- _Tarefas a realizar_
1. Extraia do trecho da entrevista tudo o que vai de "BS: Não foi" até "ponto de partida.", sem alterar nenhuma palavra.
2. De acordo com o trecho da entrevista, em que delegacia o entrevistado abriu um Boletim de Ocorrência?

- _Trecho da entrevista_
BS: Não foi tão demorado, durou quase um ano, mas o ponto de partida foi um trabalho acadêmico na Faculdade de Jornalismo, que eu precisava escrever um trabalho, um livro reportagem e eu tinha essa ideia guardada. Muitas pessoas que sabiam da minha vida passada na igreja falavam “nossa, isso tem que ser contado em um livro” e eu talvez por não ter conhecimento, não ter força para lidar com uma questão tão complexa, contraditória e polêmica e não ter nenhum apoio, não tinha ido adiante com a ideia. Mas vi essa oportunidade na faculdade e isso foi o ponto de partida.

DT: Você já recebeu ameaças mesmo nessa fase inicial de lançamento do livro. Isso te assusta? Quais as providências já tomadas com relação a isso?
BS: Sim, eu tenho recebido ameaças quase todos os dias, me assusta um pouco, mas, olha, sendo sincero, já era algo esperado, porque estou mexendo em duas forças que sustentam o mundo de certa medida, que é a força da sexualidade e a força da religião. Eu estou tentando balançar essas duas forças. Então, já era esperado uma relação violenta. Já fui na delegacia especializada em crimes de intolerância, abri um Boletim de Ocorrência (BO). Também estou em contato com a promotoria de justiça, que tem me orientado sobre essas questões. E, além disso, estou sendo amparado por um grupo de direitos humanos que dá suporte de assistência social, psicológico e jurídico pra mim. Por enquanto, tenho esses três amparos, mas também terei que constituir advogado pros processos civis que virão.

- _Material fornecido_
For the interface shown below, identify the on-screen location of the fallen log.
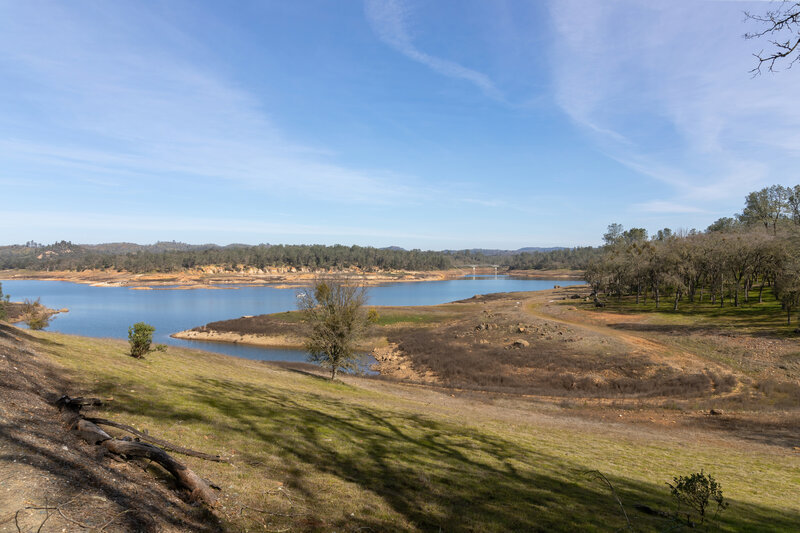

- _Respostas em ordem_
1.
BS: Não foi tão demorado, durou quase um ano, mas o ponto de partida foi um trabalho acadêmico na Faculdade de Jornalismo, que eu precisava escrever um trabalho, um livro reportagem e eu tinha essa ideia guardada. Muitas pessoas que sabiam da minha vida passada na igreja falavam “nossa, isso tem que ser contado em um livro” e eu talvez por não ter conhecimento, não ter força para lidar com uma questão tão complexa, contraditória e polêmica e não ter nenhum apoio, não tinha ido adiante com a ideia. Mas vi essa oportunidade na faculdade e isso foi o ponto de partida.

2. Na delegacia especializada em crimes de intolerância.